> WHAT TO DO
1 > In the piece on cooperation theory, rewrite the part that opens with the words containing "In summary, success" and closes with "to be tricky.", changing "partner" to "counterpart".
2 > Condense the paragraph of the piece on cooperation theory that begins "This tactic was proven to work," keeping its main facts.

(SOURCE DOCUMENT begins)

Years ago I read a study about "the evolution of cooperation." I’ve shared its principles with friends and colleagues ever since.
Cooperation Theory (as it’s also called) is especially useful when you’re worried about being either too nice or too nasty in dealing with strangers and deciding whether to trust them. After all, there ARE people who take advantage of other people out there.
The study showed that the most successful tactic was to use a ‘tit for tat with occasional forgiveness’ decision rule:
1. Always be nice first to a stranger;
2. Make a note of their response;
3A. If they are nice back, they become part of your OK To Work With network
3B. If they are nasty back, they become part of your NOT OK To Work With network.
4. The next time you meet them, act accordingly (OK=work with; NOT OK=not work with)
This tactic was proven to work over repeated interactions of Cooperators and Non-Cooperators. The Cooperators formed trusted referral pools over time, while Non-Cooperators became identified and isolated and unable to function.
There’s an excellent overview article about this now in Wikipedia; highly worth reading and adding to your toolkit:
The Evolution of Cooperation: The study of how cooperation can emerge and persist (also known as cooperation theory) as elucidated by application of game theory. This article is an introduction to how game theory and computer modeling are illuminating certain aspects of moral and political philosophy, particularly the role of individuals in groups, the "biology of selfishness and altruism", and how cooperation can be evolutionarily advantageous.
The Randian premise that self-interest is paramount is largely unchallenged, but turned on its head by recognition of a broader, more profound view of what constitutes self-interest.
In summary, success in an evolutionary "game" correlated with the following characteristics:
. Be nice: cooperate, never be the first to defect.
. Be provocable: return defection for defection, cooperation for cooperation.
. Don’t be envious: be fair with your partner.
. Don’t be too clever: or, don’t try to be tricky.

(SOURCE DOCUMENT ends)
(DATA SUPPLIED begins)

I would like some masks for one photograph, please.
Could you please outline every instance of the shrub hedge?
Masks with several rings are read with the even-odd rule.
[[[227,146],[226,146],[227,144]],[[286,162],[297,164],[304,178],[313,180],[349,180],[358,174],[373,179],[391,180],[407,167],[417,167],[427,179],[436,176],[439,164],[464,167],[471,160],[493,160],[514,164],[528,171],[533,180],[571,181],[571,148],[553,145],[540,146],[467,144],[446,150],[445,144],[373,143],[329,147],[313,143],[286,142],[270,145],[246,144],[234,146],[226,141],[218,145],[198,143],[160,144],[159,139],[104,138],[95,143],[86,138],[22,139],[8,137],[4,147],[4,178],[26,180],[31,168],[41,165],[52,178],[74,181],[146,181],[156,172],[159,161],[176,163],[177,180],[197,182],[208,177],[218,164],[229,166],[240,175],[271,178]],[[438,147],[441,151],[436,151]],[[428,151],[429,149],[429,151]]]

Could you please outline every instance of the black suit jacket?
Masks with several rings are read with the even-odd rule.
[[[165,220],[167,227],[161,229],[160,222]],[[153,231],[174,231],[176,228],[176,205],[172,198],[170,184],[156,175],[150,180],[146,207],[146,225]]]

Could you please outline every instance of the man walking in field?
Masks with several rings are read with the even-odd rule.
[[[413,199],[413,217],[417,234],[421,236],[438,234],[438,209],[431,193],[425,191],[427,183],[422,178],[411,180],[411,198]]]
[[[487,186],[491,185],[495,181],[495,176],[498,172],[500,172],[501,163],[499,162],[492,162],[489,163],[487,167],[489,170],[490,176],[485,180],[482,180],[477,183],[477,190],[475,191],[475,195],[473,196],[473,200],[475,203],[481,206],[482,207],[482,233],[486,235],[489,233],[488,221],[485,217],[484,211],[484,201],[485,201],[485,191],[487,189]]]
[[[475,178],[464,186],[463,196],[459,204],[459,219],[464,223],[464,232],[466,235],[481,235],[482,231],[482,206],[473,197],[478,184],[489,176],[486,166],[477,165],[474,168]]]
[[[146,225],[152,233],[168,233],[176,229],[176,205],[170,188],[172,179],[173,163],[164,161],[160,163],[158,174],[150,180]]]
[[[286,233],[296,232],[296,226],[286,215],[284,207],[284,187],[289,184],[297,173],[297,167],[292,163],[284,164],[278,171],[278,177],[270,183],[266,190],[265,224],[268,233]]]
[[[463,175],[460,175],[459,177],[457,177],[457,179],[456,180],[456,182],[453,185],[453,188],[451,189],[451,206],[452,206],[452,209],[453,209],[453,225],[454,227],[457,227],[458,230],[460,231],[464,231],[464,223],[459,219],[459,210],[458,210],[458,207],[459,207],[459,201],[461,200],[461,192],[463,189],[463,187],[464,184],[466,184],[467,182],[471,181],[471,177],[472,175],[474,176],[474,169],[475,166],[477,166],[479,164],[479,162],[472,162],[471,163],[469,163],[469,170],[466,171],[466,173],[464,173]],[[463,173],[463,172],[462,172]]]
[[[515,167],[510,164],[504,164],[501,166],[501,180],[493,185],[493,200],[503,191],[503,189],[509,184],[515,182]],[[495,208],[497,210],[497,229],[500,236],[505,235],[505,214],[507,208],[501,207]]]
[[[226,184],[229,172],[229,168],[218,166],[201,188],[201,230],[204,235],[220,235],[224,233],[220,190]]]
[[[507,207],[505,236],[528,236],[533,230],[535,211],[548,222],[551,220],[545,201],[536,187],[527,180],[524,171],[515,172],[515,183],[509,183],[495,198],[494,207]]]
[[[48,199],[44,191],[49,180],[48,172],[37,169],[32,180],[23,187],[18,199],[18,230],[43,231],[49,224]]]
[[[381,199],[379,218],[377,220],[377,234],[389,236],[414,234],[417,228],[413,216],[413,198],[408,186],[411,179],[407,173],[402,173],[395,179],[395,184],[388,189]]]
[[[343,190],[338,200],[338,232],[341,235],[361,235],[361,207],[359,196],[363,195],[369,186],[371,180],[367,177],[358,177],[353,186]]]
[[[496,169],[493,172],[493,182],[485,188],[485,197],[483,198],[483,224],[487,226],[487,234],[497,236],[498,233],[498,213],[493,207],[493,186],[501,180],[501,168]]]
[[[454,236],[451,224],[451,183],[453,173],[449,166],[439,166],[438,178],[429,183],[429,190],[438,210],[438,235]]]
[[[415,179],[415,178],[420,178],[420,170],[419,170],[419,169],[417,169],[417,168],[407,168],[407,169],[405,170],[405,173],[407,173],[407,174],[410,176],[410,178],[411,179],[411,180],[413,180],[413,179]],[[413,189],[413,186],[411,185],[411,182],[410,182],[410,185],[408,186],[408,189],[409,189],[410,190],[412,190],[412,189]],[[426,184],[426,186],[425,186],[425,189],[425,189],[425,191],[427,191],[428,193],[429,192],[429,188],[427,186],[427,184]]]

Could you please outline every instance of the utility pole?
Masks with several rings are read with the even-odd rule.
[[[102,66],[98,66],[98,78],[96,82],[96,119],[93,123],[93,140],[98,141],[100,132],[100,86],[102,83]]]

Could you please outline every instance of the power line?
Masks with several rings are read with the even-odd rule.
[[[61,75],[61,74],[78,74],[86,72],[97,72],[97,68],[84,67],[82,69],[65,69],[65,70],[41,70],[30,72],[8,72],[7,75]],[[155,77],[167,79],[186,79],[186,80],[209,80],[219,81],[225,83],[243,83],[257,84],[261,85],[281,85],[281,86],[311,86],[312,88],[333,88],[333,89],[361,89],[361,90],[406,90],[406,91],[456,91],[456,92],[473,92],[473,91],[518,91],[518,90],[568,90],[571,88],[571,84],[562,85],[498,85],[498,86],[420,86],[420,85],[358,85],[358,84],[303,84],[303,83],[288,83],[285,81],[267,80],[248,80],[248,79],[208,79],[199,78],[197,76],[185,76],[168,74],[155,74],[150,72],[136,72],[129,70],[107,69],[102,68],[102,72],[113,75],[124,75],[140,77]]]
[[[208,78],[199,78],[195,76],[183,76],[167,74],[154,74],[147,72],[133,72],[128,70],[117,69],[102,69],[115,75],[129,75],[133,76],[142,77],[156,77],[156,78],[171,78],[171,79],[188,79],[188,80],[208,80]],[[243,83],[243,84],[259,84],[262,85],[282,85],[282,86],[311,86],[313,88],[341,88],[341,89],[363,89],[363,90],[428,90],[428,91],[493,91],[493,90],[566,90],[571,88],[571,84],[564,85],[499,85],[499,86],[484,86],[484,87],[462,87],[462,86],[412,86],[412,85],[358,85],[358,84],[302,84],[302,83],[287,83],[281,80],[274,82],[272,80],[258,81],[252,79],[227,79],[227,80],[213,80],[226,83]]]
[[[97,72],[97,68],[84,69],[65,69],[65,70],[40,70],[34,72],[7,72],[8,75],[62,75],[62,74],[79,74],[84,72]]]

(DATA SUPPLIED ends)

> WRITTEN RESPONSES
1 >
In summary, success in an evolutionary "game" correlated with the following characteristics:
. Be nice: cooperate, never be the first to defect.
. Be provocable: return defection for defection, cooperation for cooperation.
. Don’t be envious: be fair with your counterpart.
. Don’t be too clever: or, don’t try to be tricky.

2 > Repeated interactions proved the tactic works: Cooperators built trusted referral pools over time, while Non-Cooperators were identified, isolated, and left unable to function.